**Exercise prompt**
Transcribe the tail of the listing: start at the line containing "Objective — for every instance of the white shorts" and stop after the last line, keeping every character as is and adding nothing.

Records excerpted from a collection:
•••••

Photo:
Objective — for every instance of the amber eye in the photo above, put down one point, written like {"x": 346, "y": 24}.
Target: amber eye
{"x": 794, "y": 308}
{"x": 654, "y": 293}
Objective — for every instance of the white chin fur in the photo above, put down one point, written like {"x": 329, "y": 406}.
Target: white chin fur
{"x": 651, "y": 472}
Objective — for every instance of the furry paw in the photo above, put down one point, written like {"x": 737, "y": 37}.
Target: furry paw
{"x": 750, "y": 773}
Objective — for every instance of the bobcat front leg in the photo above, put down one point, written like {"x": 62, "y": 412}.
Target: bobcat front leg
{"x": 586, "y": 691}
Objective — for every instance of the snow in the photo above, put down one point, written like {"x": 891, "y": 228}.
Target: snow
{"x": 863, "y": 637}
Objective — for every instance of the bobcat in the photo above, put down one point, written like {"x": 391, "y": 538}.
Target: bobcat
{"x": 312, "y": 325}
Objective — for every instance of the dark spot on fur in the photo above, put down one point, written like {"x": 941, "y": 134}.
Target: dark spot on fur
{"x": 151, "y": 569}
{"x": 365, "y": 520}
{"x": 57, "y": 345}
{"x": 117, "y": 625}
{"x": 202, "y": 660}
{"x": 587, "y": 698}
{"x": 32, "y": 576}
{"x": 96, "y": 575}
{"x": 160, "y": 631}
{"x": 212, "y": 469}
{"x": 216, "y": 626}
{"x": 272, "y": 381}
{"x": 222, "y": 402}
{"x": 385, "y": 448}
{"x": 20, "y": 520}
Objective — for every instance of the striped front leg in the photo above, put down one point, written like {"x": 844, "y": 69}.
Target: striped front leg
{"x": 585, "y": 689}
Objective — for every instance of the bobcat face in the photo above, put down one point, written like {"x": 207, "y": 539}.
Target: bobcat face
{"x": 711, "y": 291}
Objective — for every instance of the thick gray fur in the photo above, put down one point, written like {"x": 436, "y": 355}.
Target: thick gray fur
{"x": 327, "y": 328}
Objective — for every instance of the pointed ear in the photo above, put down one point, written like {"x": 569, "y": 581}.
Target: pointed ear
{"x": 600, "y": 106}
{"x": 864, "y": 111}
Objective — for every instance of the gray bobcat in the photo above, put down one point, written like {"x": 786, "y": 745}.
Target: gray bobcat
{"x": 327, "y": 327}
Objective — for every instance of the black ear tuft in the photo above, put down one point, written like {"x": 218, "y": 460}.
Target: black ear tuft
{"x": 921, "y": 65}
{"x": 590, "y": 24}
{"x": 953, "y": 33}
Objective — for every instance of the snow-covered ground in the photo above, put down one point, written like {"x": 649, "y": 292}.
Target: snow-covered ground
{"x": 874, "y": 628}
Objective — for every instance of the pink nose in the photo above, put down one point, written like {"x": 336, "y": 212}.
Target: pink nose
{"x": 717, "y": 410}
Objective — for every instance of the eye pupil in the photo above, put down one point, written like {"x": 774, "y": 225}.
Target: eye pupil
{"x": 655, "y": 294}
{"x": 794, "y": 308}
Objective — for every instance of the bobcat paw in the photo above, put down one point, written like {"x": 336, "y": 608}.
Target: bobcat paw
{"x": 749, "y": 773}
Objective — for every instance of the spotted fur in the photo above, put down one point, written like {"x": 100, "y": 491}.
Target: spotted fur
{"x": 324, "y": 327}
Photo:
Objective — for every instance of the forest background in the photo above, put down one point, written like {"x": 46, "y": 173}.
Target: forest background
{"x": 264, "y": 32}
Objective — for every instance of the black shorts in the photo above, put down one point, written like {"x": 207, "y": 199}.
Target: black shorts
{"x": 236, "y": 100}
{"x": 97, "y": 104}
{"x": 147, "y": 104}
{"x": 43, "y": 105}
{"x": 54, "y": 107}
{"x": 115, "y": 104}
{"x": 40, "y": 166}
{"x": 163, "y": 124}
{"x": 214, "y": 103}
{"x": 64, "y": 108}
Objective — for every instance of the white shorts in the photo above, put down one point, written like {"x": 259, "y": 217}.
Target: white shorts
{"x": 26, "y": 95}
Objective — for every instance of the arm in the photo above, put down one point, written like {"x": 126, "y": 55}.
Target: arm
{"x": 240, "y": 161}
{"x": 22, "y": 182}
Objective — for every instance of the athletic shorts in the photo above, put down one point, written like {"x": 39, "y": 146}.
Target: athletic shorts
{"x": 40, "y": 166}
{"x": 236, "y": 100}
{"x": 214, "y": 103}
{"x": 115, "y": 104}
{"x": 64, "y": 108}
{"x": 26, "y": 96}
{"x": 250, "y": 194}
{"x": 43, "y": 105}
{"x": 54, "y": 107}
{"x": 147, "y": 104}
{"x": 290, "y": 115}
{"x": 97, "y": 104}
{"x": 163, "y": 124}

•••••

**Task response**
Objective — for every instance of the white shorts in the photo above, put down one point, written like {"x": 259, "y": 217}.
Target: white shorts
{"x": 26, "y": 95}
Objective — for every instance of the arm in the photo above, put down one point, written like {"x": 126, "y": 55}.
Target: arm
{"x": 240, "y": 161}
{"x": 22, "y": 182}
Objective — for every instance of the athletic shorts in the photo above, put down one point, written like {"x": 39, "y": 146}.
Target: athletic shorts
{"x": 40, "y": 166}
{"x": 236, "y": 100}
{"x": 214, "y": 103}
{"x": 115, "y": 104}
{"x": 64, "y": 108}
{"x": 26, "y": 96}
{"x": 250, "y": 194}
{"x": 43, "y": 105}
{"x": 54, "y": 107}
{"x": 147, "y": 104}
{"x": 290, "y": 115}
{"x": 97, "y": 104}
{"x": 163, "y": 124}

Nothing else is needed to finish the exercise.